═════ DATA IN THIS EXERCISE ═════
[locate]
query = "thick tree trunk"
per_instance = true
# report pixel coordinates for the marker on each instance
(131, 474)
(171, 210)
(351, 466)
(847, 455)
═════
**GIVEN EXERCISE**
Reproduce every line of the records above, requests included, with each pixel coordinate in the answers multiplied by 0.25 and rounded to a whole number, halves rounding up.

**THE COMPLETED TASK**
[locate]
query = "thick tree trunk"
per_instance = true
# report pixel coordinates for the marker on each instance
(33, 119)
(43, 53)
(88, 117)
(212, 114)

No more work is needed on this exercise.